- STATED GOAL: Render every line of the records below as a numbered list, omitting blank lines and leaving the pictures out of the answer.

- TASK INPUT:
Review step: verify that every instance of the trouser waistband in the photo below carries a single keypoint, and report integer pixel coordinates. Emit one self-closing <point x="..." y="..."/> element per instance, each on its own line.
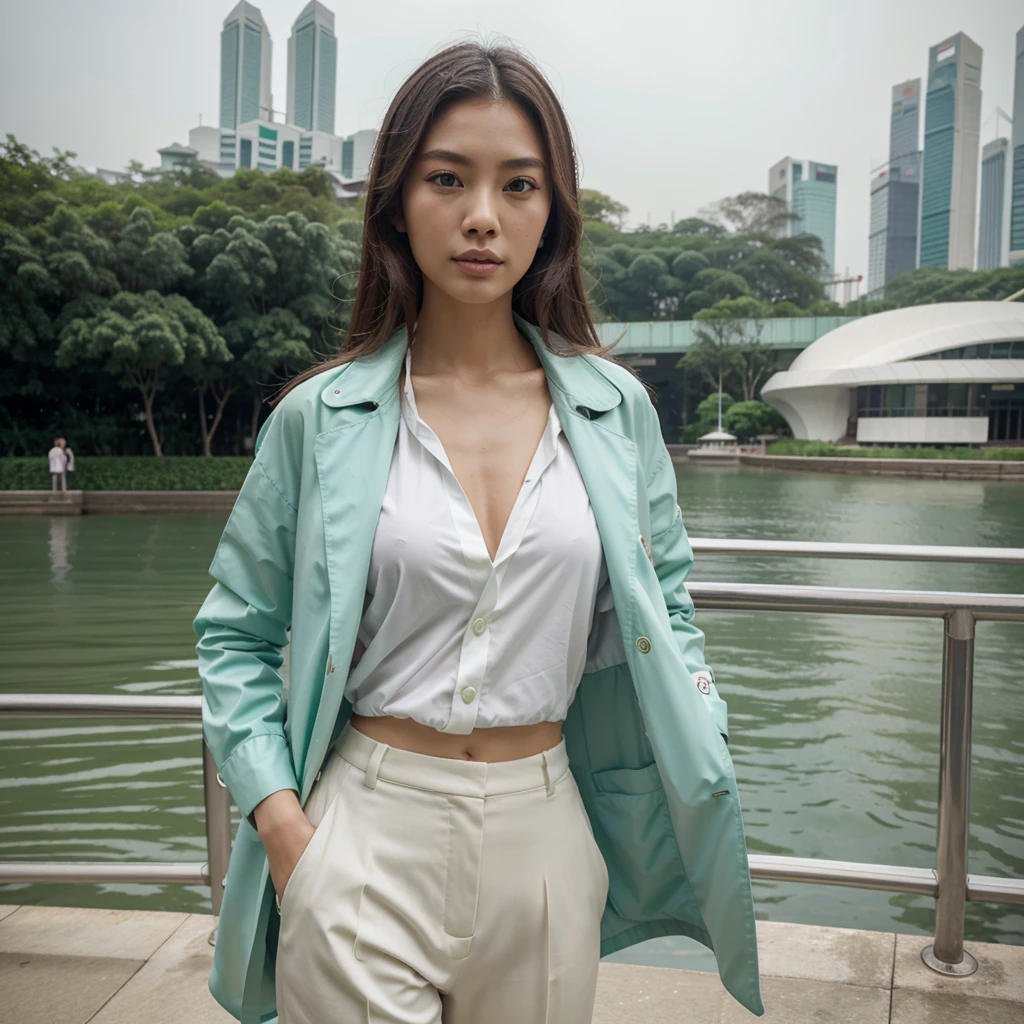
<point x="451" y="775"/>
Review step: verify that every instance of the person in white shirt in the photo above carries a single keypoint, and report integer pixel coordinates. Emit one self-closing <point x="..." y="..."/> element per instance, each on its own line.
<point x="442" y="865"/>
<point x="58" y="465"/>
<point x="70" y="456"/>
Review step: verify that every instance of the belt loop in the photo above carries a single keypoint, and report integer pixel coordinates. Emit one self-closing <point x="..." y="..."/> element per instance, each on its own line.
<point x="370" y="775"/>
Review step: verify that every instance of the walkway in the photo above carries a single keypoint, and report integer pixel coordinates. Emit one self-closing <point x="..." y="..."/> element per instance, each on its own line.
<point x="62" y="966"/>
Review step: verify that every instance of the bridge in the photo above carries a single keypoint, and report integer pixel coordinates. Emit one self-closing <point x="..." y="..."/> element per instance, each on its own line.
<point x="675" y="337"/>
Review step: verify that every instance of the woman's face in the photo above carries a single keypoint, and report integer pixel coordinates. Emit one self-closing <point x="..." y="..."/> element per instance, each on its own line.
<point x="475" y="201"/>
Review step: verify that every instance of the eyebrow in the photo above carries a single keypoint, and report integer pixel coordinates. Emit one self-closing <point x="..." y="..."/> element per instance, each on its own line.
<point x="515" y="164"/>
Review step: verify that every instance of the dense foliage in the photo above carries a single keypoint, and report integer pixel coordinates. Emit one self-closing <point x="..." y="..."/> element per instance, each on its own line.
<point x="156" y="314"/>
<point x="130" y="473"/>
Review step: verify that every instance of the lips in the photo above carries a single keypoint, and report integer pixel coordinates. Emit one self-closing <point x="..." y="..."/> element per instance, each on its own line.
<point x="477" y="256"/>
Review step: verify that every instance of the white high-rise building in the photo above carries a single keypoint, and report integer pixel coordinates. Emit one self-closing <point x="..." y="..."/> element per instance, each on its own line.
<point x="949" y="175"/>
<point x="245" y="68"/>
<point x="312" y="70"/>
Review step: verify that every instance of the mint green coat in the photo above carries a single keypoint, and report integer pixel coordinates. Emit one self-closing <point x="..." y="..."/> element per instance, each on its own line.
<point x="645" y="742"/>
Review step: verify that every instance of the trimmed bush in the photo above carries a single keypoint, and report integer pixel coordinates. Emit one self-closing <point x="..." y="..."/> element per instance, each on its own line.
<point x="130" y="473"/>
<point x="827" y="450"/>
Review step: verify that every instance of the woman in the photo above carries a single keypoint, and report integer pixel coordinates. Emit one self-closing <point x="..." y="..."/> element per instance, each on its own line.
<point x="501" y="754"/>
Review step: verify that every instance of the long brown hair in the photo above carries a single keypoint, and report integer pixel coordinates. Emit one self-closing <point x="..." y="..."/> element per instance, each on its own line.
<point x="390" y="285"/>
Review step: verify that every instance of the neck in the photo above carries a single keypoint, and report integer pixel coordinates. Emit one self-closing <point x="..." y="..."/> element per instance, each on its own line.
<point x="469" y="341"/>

- FULL ANSWER:
1. Review step: verify that every instance of the trouser waistband in the photo below carries a single keypoint, and report integer pixel coordinates. Emit one self-closing <point x="..." y="..."/> element per instance, each on its own line.
2. <point x="451" y="775"/>
3. Review step: verify that every instance of the person in white shirt in the photo above carries a single keypoint, and report integer pixel coordinates. Emit one self-closing <point x="..." y="..."/> element per instance, each on its own line.
4. <point x="442" y="865"/>
5. <point x="58" y="465"/>
6. <point x="70" y="456"/>
7. Review step: verify that every instance of the belt loop in the photo above carries a single keypoint, and report integer pixel coordinates. Emit one self-closing <point x="..." y="..."/> element per instance, each on its own line.
8. <point x="370" y="775"/>
9. Review step: verify that every instance of the walkway in the photo above carries a single keypoint, and report integer pixel coordinates. Emit one self-closing <point x="..." y="..."/> element per instance, each on its own line.
10. <point x="62" y="966"/>
11. Review step: verify that every instance of the bridge in the photo above carries a single keypoint, and report integer pixel coordinates. Emit one self-closing <point x="..." y="..."/> element per instance, each on its own line.
12. <point x="675" y="337"/>
13. Review step: verify that every instance of the woman's face in the photo above carries a single keypoint, and report integer pixel coordinates. Emit one self-closing <point x="..." y="..."/> element per instance, each on its own line.
14. <point x="475" y="201"/>
15. Review step: verify that every instance of the eyebrow in the photo above carries a single keypoint, and report integer pixel coordinates. Emit one self-closing <point x="..." y="..."/> element per instance, each on its own line.
16. <point x="515" y="164"/>
17. Review step: verify that every instance of the dense foliage in the photo above carries a single keypoint, and report integer pixel coordinates. Emit one self-closing <point x="..." y="..."/> element per instance, each on its own line.
18. <point x="156" y="314"/>
19. <point x="130" y="473"/>
20. Review step: verify that every instance of the lips in the photo above carries a single keypoint, and report integer pixel coordinates. Emit one self-closing <point x="..." y="..."/> element per instance, each on its own line.
21. <point x="477" y="256"/>
22. Review step: verify that every instance of the white high-rise building in the photo above carries a single keypoint, and report integer pixel coordinates. Emit one self-closing <point x="..." y="..."/> element per instance, each on its own line.
23. <point x="949" y="175"/>
24. <point x="245" y="68"/>
25. <point x="312" y="70"/>
26. Review step: verify that every instance of the mint green coat in the photo above carries a single keypoint, and report integer pixel coordinates. Emit one self-closing <point x="..." y="..."/> element per instance, each on its own line.
27. <point x="645" y="742"/>
28. Review step: verify that every instance of the trimmed bush in the photo above carries a single keypoint, and report integer pixel coordinates. Emit one self-closing <point x="..." y="..."/> element per instance, each on its own line.
29. <point x="130" y="473"/>
30. <point x="827" y="450"/>
31. Review step: verify that every instance of the woman in the photo above carries a single keypoint, and report integer pixel coordinates. Emit one self-closing <point x="..." y="..."/> element per instance, each on its own line.
32. <point x="501" y="754"/>
33. Review step: verify that every instance of the long brown hair in the photo above carries a single keypoint, and report integer pixel coordinates. Emit one self-closing <point x="..." y="..."/> element per instance, each on its own line.
34. <point x="390" y="285"/>
35. Review step: verify that every instance of the neck in the photo above carries a single keypoint, and report integer pixel coordinates. Emit one self-closing <point x="..." y="..."/> element per instance, each on its own line.
36. <point x="469" y="341"/>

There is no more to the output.